§ **TASK OBJECTIVE**
Among the following entries, how many lines hold the string "below"? State only the number.
..............................
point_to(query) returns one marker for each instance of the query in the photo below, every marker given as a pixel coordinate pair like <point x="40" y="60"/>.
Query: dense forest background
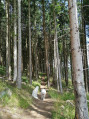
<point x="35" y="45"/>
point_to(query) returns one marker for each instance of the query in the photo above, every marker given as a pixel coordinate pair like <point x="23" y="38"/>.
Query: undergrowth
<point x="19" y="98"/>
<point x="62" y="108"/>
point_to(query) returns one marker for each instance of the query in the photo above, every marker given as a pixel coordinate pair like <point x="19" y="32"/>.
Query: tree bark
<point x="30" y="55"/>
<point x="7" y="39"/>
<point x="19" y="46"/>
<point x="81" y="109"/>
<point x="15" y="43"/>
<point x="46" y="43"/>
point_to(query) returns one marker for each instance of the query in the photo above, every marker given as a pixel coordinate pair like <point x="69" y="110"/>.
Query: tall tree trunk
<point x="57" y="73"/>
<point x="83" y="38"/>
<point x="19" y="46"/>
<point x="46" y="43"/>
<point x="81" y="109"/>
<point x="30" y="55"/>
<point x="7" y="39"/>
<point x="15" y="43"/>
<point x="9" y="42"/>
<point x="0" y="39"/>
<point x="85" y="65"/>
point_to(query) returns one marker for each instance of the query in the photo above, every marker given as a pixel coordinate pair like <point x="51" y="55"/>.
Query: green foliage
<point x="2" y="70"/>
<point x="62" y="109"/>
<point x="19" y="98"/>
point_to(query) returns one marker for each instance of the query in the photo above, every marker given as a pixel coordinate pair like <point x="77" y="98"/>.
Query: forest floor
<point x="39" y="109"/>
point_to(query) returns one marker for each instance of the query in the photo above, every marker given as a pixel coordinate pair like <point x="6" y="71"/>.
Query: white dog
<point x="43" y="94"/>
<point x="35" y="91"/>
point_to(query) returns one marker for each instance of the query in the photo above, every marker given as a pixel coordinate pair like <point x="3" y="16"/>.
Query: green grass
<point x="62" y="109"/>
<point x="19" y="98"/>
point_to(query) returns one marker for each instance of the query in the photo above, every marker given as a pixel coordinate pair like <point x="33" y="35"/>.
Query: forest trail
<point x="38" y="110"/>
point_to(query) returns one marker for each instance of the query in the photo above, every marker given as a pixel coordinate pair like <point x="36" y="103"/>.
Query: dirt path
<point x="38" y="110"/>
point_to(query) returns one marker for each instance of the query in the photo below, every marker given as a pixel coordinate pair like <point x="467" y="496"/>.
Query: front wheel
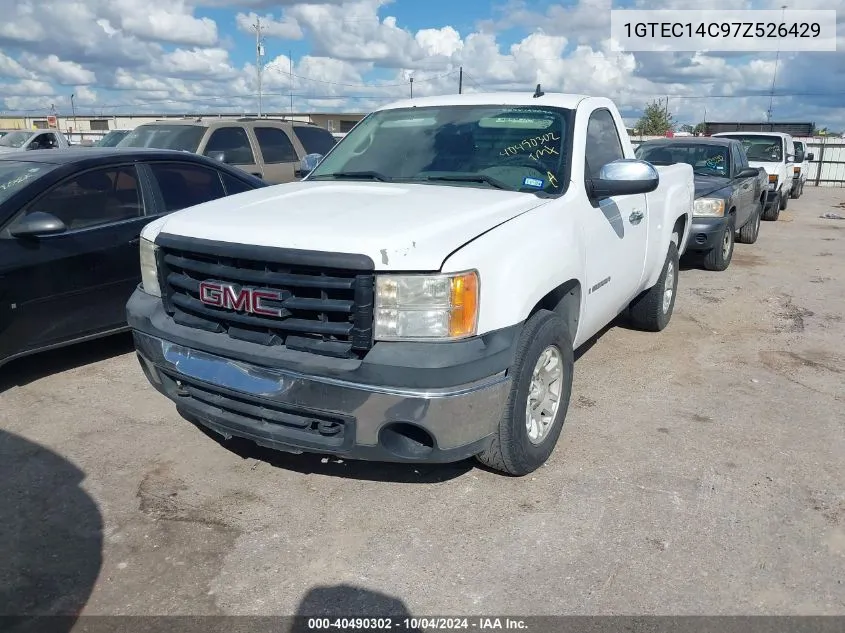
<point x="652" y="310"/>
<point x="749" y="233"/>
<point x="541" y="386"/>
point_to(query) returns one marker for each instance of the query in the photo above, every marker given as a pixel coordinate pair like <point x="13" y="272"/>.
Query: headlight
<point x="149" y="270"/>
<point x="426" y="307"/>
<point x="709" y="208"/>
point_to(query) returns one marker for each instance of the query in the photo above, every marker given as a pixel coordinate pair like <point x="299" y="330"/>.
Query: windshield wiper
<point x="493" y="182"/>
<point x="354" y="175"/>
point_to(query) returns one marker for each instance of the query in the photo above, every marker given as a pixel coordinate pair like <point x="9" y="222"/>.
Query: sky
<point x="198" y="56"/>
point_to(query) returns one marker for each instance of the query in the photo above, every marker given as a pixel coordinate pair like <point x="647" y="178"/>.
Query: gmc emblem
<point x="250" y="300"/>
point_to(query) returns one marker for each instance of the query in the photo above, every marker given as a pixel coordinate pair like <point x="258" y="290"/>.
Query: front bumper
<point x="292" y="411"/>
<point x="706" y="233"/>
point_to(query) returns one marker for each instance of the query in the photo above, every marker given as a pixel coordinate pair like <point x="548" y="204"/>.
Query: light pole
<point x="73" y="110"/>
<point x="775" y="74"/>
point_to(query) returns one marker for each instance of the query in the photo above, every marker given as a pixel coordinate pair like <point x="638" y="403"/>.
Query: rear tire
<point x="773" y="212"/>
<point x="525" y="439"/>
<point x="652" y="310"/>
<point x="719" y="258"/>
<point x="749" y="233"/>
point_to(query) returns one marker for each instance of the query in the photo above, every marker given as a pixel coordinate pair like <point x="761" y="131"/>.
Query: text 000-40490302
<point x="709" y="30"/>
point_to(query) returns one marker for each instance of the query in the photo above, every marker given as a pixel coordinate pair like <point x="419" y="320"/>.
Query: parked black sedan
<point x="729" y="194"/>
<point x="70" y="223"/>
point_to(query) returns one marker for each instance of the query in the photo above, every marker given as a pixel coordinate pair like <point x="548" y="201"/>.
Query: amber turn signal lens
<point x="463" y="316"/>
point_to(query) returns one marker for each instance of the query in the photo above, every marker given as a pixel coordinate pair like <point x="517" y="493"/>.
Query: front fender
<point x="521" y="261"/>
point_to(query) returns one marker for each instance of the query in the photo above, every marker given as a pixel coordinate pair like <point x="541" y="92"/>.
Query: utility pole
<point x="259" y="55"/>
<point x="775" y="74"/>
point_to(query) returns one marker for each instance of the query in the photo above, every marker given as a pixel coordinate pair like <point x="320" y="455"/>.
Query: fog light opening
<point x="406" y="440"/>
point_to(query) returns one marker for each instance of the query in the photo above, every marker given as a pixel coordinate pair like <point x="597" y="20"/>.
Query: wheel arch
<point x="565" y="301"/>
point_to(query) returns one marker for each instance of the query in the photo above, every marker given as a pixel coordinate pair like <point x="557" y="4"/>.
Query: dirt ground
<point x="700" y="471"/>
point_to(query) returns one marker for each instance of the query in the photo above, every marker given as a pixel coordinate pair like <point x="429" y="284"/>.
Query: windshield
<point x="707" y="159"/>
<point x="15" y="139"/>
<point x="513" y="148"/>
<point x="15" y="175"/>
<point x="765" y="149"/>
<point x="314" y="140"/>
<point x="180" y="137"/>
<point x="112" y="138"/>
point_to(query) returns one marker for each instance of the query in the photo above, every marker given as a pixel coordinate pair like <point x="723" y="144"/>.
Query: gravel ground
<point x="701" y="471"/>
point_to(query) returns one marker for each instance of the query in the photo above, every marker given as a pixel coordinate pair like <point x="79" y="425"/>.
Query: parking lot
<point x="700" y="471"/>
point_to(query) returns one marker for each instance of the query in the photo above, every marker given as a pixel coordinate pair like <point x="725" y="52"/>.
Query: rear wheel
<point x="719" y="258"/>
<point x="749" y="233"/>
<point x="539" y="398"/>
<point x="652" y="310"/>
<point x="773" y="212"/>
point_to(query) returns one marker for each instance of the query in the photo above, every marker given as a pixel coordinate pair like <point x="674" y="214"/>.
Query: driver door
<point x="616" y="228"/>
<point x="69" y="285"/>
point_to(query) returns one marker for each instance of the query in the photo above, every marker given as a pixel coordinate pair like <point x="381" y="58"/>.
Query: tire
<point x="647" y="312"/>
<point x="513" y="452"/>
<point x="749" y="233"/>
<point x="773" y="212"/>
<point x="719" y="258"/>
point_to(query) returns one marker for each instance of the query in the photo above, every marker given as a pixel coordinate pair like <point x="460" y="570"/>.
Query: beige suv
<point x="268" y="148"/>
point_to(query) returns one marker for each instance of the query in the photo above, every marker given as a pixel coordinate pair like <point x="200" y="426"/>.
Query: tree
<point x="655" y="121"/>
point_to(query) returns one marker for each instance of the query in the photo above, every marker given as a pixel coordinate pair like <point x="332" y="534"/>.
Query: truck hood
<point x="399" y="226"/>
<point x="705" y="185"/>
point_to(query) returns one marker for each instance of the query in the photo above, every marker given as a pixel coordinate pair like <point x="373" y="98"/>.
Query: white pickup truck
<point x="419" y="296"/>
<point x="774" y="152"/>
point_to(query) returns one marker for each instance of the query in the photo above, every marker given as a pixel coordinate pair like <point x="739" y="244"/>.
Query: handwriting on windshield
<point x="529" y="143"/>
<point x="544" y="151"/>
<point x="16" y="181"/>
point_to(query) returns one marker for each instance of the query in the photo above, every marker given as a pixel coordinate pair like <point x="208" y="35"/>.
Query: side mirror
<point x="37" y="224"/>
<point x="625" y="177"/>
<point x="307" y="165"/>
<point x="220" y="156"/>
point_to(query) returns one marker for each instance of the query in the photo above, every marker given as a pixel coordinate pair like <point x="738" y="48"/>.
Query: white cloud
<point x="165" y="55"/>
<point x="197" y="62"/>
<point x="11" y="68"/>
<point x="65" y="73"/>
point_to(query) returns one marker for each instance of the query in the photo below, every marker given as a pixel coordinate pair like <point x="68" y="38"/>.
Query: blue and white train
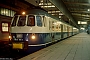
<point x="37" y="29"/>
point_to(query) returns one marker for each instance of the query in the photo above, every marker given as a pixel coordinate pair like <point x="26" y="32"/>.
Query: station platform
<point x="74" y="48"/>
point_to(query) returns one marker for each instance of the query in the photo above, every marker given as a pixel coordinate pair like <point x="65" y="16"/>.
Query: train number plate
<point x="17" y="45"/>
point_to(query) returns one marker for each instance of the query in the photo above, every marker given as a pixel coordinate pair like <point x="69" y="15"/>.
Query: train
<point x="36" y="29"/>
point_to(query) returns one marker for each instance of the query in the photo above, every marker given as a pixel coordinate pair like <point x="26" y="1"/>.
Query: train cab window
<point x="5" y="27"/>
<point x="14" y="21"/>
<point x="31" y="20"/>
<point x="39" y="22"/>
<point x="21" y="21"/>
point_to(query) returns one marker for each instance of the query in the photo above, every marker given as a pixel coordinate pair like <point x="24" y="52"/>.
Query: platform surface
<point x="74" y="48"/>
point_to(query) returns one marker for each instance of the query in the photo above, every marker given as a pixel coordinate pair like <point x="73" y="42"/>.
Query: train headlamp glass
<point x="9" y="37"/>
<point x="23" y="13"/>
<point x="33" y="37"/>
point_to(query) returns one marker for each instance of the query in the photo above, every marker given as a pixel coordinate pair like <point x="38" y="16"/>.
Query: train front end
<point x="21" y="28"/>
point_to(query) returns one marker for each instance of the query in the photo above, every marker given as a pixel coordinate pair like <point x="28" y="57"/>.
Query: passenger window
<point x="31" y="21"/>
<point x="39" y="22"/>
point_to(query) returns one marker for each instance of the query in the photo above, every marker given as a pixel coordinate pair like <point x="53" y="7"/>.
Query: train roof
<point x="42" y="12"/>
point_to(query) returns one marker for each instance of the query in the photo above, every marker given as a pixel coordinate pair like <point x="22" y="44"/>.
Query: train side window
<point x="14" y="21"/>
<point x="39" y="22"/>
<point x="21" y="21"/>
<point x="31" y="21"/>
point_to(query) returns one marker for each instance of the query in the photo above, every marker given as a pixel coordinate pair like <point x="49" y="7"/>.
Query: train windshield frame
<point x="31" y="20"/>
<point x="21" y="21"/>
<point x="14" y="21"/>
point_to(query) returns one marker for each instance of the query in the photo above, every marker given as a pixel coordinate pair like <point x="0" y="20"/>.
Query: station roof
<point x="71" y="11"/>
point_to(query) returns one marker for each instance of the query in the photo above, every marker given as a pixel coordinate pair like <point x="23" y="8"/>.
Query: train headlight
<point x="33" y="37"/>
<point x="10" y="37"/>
..............................
§ **ANSWER BOX**
3